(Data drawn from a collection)
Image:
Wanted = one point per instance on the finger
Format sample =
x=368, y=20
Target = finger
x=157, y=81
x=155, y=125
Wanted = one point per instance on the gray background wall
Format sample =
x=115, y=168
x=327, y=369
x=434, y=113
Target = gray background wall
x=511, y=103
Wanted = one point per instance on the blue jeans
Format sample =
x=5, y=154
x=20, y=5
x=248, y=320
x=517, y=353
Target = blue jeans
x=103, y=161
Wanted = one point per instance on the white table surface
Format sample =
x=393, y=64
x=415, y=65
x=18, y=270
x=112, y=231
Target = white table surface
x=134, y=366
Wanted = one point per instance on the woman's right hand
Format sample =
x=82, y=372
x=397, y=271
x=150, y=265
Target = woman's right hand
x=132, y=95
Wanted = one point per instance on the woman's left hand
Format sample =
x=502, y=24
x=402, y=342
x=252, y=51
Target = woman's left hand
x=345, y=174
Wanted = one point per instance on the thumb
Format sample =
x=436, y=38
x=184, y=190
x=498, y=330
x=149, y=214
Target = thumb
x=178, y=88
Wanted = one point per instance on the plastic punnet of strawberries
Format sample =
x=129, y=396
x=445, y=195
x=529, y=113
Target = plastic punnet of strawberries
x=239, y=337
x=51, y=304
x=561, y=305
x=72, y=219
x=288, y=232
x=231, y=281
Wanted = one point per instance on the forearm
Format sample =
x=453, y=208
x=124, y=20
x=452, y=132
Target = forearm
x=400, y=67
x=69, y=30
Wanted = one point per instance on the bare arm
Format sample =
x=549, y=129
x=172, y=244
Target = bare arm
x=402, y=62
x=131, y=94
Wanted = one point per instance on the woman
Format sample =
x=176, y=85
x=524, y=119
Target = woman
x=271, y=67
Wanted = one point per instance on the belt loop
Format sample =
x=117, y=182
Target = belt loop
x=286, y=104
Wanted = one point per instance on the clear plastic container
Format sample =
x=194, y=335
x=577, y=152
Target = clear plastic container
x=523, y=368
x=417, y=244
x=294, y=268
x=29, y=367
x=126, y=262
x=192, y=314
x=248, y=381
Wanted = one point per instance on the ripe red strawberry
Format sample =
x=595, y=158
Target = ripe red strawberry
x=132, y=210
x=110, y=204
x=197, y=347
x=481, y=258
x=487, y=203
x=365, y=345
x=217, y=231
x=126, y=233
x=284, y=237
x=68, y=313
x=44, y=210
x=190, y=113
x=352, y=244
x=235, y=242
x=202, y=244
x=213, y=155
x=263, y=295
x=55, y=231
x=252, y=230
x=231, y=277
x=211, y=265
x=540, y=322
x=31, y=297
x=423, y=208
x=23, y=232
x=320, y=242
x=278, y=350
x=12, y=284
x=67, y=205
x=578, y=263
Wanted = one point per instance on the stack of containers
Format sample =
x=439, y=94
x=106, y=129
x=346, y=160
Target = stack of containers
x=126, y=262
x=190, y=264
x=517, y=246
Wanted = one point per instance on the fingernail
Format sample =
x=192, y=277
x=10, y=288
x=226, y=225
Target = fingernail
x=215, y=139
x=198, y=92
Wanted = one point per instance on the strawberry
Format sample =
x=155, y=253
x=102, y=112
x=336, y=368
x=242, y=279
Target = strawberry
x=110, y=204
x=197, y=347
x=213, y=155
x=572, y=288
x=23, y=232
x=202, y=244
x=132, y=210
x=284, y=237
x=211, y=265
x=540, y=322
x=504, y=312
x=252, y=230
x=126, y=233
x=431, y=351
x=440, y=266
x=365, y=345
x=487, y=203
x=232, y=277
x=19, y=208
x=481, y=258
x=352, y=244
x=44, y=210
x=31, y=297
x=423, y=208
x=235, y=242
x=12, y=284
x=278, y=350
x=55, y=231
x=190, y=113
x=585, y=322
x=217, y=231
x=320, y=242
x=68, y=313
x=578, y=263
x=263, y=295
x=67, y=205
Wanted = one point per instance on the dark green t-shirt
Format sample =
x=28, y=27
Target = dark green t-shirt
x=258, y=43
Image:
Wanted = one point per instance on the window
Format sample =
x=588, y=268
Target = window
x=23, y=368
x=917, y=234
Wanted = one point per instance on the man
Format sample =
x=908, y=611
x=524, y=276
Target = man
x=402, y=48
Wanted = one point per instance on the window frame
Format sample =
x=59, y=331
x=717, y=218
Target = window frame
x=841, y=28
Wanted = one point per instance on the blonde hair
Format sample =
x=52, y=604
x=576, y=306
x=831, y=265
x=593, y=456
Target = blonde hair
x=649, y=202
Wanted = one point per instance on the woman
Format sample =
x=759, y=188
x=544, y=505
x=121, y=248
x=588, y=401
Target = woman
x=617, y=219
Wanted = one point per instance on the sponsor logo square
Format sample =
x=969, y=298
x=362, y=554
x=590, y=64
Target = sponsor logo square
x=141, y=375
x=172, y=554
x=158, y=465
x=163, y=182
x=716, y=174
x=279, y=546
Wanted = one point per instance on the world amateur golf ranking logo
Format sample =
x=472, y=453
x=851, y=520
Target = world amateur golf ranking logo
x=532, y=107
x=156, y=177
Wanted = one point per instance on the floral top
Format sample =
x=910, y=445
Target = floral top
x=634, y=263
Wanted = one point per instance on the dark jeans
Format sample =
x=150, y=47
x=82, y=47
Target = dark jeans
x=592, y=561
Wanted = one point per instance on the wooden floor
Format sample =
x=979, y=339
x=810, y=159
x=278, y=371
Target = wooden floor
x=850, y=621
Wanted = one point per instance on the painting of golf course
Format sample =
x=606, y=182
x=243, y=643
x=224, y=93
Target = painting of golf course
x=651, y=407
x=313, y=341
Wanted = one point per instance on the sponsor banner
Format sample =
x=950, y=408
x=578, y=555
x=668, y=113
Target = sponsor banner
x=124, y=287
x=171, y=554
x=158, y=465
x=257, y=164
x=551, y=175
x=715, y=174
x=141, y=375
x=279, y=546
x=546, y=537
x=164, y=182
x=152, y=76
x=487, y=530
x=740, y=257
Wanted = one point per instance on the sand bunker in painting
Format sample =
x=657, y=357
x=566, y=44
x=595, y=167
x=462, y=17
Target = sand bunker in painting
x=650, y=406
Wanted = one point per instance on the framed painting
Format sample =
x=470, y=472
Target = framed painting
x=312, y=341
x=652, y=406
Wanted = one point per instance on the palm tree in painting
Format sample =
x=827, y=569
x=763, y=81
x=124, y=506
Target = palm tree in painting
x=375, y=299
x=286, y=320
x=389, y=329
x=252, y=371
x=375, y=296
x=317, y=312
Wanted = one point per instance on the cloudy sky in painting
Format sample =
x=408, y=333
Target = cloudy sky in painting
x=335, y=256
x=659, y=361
...
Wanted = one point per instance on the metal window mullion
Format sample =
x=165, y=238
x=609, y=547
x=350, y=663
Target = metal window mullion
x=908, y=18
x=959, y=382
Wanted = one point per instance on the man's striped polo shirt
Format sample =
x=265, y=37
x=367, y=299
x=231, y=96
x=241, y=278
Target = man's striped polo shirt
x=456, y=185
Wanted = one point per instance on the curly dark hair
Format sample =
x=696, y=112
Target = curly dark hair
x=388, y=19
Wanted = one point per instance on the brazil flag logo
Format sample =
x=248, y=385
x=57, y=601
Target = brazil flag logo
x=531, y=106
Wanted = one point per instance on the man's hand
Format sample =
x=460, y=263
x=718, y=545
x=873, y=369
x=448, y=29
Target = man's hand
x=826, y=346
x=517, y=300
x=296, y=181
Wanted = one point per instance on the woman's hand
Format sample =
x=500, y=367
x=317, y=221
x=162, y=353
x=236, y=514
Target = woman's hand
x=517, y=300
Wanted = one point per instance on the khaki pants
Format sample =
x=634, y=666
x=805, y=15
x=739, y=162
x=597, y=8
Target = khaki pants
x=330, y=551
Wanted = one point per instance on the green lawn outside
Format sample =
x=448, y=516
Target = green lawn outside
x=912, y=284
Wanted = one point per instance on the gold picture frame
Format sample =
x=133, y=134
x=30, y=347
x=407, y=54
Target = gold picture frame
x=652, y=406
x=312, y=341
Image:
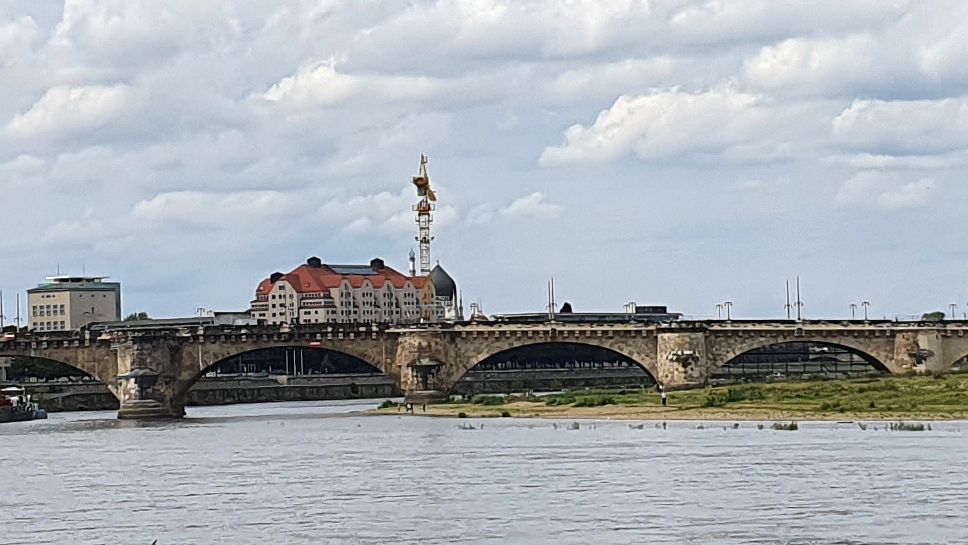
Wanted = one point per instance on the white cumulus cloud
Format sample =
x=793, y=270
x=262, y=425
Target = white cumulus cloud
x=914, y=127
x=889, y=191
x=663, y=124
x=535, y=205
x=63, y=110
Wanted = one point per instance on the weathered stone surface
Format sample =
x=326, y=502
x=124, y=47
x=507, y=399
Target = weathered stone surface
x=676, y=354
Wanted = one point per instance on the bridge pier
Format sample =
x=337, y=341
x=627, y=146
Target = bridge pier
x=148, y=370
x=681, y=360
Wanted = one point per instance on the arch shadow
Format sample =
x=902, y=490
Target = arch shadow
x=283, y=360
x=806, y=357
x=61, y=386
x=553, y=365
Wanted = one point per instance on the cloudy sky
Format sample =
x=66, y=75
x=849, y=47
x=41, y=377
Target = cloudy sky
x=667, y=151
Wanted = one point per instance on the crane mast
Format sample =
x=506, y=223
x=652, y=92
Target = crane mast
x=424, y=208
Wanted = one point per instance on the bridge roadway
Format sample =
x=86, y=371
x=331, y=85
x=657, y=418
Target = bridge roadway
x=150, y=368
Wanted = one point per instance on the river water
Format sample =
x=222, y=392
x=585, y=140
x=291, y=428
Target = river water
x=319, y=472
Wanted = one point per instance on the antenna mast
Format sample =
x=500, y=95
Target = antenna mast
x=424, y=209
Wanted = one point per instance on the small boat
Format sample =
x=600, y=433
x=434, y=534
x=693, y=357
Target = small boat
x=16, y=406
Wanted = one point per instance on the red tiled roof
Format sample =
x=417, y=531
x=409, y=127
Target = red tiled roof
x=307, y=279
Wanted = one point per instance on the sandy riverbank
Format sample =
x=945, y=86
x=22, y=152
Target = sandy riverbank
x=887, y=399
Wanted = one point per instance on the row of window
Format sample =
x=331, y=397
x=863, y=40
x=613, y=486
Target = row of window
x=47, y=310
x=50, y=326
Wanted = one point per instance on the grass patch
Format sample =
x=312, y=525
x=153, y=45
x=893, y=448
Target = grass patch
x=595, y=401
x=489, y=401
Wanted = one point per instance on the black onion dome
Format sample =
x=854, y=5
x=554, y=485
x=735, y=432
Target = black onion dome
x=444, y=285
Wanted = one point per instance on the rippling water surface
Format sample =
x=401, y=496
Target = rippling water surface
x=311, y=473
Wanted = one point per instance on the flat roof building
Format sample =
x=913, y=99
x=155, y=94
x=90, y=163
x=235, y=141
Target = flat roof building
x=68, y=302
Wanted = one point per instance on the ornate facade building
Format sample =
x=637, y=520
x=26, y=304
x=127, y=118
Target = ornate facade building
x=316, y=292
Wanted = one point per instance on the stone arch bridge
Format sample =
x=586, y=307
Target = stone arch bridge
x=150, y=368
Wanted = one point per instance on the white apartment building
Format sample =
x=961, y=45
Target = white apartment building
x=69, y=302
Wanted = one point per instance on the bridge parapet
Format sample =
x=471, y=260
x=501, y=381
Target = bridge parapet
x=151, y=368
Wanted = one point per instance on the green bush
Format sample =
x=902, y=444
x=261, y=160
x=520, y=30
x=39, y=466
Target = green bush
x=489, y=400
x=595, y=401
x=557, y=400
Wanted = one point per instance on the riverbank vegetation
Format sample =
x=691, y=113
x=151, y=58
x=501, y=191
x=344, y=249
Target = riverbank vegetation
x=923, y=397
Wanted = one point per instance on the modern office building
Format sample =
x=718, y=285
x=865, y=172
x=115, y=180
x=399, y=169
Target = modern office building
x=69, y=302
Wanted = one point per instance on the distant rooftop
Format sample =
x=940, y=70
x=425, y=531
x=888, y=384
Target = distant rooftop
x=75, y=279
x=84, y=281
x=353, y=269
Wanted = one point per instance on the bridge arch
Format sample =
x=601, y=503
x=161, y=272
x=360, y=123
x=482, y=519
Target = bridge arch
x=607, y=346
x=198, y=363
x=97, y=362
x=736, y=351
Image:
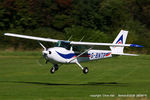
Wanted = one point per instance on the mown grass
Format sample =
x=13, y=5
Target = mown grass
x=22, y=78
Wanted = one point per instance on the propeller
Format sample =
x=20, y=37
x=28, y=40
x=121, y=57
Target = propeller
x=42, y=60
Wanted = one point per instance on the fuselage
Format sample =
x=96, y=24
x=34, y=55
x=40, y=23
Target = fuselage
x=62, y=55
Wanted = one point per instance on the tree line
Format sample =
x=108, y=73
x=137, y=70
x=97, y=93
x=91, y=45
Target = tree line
...
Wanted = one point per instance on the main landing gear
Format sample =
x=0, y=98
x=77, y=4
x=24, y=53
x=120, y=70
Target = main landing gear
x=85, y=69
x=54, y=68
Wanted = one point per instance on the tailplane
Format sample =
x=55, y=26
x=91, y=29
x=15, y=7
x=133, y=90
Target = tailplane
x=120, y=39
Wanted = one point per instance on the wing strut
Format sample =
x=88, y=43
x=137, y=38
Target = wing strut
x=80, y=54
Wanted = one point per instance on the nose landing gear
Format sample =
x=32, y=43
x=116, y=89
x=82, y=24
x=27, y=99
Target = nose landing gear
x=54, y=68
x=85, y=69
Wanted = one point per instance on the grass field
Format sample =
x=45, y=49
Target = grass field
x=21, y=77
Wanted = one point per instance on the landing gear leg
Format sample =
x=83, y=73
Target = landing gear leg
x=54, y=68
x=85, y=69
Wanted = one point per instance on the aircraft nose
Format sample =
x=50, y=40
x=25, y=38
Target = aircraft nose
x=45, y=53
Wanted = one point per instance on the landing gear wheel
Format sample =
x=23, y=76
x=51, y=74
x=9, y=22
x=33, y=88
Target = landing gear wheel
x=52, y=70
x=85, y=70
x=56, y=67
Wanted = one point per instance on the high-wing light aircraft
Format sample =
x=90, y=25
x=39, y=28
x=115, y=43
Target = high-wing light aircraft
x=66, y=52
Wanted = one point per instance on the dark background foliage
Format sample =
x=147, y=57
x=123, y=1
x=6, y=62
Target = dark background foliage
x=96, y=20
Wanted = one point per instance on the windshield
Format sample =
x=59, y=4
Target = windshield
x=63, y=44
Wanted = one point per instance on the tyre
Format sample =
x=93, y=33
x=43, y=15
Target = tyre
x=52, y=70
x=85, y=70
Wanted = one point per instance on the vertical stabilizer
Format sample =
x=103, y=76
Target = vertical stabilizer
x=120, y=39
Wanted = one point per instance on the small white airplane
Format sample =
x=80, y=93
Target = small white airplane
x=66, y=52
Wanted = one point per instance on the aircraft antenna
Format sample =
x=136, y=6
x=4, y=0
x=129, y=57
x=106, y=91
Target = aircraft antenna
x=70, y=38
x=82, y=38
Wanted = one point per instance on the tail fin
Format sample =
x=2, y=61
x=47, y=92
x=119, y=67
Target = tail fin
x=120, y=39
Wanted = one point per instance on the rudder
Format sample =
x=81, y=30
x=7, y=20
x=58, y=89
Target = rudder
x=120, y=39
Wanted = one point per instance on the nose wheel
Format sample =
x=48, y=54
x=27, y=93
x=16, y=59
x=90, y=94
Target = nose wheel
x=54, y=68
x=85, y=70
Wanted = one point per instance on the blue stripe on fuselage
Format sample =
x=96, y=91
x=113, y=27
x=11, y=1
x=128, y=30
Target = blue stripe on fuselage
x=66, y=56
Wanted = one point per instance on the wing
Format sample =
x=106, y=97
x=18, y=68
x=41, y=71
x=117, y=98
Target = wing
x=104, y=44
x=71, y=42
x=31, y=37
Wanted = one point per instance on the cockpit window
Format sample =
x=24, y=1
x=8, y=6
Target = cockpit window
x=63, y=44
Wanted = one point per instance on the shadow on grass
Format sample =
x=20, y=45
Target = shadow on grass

TO DO
Please return, word for word, the entry lines from the line with "Wanted = one point per instance on the sand bunker" to the line with "x=659, y=361", including both of those lines.

COMPLETE OUTPUT
Wanted = one point per instance on the sand bunker in painting
Format sample =
x=657, y=357
x=566, y=44
x=595, y=167
x=462, y=17
Target = sand bunker in painting
x=650, y=406
Wanted = one point per instance on the framed painting
Format sample =
x=470, y=472
Target = framed painting
x=312, y=341
x=652, y=406
Wanted = one point per instance on the palm tree in painting
Format sample =
x=827, y=569
x=763, y=81
x=124, y=506
Target = palm tree in painting
x=375, y=299
x=286, y=320
x=389, y=329
x=252, y=371
x=375, y=296
x=317, y=312
Wanted = one point per instance on the cloudy sky in painting
Format sample =
x=408, y=333
Target = cloudy sky in painting
x=335, y=256
x=659, y=361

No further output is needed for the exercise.